# Work item
Only the pictures should be left out; write out all other data exactly.

Point localization data:
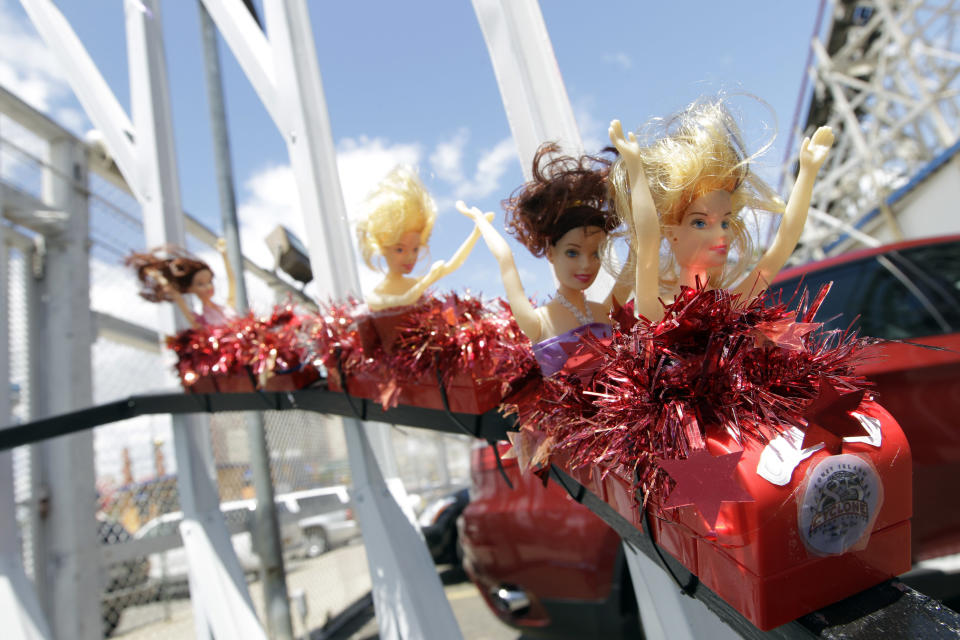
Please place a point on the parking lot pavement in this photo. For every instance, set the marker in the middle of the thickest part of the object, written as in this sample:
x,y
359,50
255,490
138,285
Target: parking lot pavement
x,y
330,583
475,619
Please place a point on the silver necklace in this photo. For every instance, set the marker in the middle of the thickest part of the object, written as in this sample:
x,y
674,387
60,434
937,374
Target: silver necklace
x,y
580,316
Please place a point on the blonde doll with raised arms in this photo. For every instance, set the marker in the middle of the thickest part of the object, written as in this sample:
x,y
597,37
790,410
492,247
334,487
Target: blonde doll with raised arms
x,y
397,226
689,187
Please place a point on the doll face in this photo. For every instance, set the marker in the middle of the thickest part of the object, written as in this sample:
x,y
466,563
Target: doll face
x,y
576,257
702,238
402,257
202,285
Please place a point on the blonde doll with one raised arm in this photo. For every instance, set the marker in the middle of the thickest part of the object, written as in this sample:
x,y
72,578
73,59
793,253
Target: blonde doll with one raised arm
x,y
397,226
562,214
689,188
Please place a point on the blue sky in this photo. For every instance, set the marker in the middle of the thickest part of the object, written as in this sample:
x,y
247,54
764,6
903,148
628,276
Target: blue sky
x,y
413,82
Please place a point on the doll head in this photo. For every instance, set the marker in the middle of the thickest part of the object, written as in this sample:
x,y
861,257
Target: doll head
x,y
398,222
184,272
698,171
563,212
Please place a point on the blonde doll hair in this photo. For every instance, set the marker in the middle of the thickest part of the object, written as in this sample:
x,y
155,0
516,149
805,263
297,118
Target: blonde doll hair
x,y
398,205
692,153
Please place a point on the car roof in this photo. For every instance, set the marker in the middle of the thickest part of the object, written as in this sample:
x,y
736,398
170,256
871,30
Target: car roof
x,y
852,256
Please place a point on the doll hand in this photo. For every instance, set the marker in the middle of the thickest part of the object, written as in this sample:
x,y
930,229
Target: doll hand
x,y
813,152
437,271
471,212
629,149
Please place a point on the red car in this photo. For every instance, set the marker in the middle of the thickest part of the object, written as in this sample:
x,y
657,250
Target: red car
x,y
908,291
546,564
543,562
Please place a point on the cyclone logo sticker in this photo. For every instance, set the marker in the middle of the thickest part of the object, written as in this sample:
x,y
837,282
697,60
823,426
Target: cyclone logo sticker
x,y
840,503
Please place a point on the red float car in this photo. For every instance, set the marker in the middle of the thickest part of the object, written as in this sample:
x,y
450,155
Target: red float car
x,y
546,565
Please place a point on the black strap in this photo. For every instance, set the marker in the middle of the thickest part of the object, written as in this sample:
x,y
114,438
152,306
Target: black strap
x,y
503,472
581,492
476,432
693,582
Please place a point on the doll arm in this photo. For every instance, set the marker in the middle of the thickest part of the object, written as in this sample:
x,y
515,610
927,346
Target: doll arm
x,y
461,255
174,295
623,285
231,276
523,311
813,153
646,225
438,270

# Answer
Please place a point on the parking lot pavement in this photo. For every instance, set the marker in the middle of the thickest part of the object, written as in this sample:
x,y
359,50
255,490
138,285
Target: parking lot pavement
x,y
330,583
475,619
Please place a point on the silver necklace in this photo. For every instance, set the marker in the middle of the thickest part of the object, written as in this sample:
x,y
674,387
60,434
937,374
Target: silver necklace
x,y
580,316
Please place a point on the blonde doll with raised arms in this photo. For every instance, set the marker in the middle of the thickest part of the object, written as in this sample:
x,y
597,37
790,410
492,247
334,487
Target: blonde doll with raised arms
x,y
397,226
689,187
Please place a point on the doll face in this photo. For every instance, set the marker in the middle of the thickest part of the object, written as in this sample:
x,y
466,563
Target: doll face
x,y
576,257
702,238
402,257
202,285
Please place a point on the blonde doll with one raised arm in this photo. For every instance, set the marker in the middle of the thickest part of the object, written as in this sample:
x,y
72,578
73,59
793,253
Target: blonde doll with one raised arm
x,y
397,226
562,214
689,188
Please place a point on the blue sky in this photo. For every instance, set the marker in the middle of the thickest part of the object, written as in this sample:
x,y
247,54
764,6
903,148
628,276
Target: blue sky
x,y
413,82
Please place a point on the doll head in this photo. For every instance, set the marker in the middle of the thickest part of the object, written as in this sample:
x,y
861,257
Target: doll head
x,y
398,222
184,272
698,171
563,212
Please place a point on the blonde doll hair in this photo. For every instance, set the marker in the middle of the thickest part of the object, written as in this sample:
x,y
155,0
516,149
805,263
297,118
Target: blonde doll hair
x,y
398,205
692,153
Please place a point on the car roof in this photo. For every instance, set the marker in the middle of the thickest part of the object, written as in this sample:
x,y
736,398
170,256
871,30
Target: car roof
x,y
852,256
Please place a point on the doll hand in this photo. For every instance, set the marker in the middle of the thickest part of the object, written as in this sample:
x,y
930,229
Target: doll hand
x,y
813,152
437,271
471,212
629,149
Please place a point on the red car in this photo. For every instance, set the marker in the middle of the thickest part of the object, written as in this sample:
x,y
657,250
Target: red car
x,y
908,291
546,564
543,562
Please place a point on the cyclone logo sticker in this photo. For every instance, set the marker in the middle of the thickest part of the object, written as in this sample:
x,y
837,282
697,60
823,426
Target: cyclone logo sticker
x,y
840,503
Please place a point on the red float car in this photo. For every instance, set the marker in the middle of the thickest part of the object, written as in this sample:
x,y
450,155
Target: red float car
x,y
546,565
Please place a point on the black strap in this photo. For every instance, set the marker in the middle of the thickest part of the object, written as in this sample:
x,y
114,438
152,306
Target: black strap
x,y
503,472
581,492
476,432
693,582
Please place a point on the doll arm in this photo. For every instance, set the marker in the middle of the thickest part of the object, written as in this sample:
x,y
515,610
927,346
Target: doll arm
x,y
461,255
174,295
623,285
231,276
523,311
813,153
646,225
438,270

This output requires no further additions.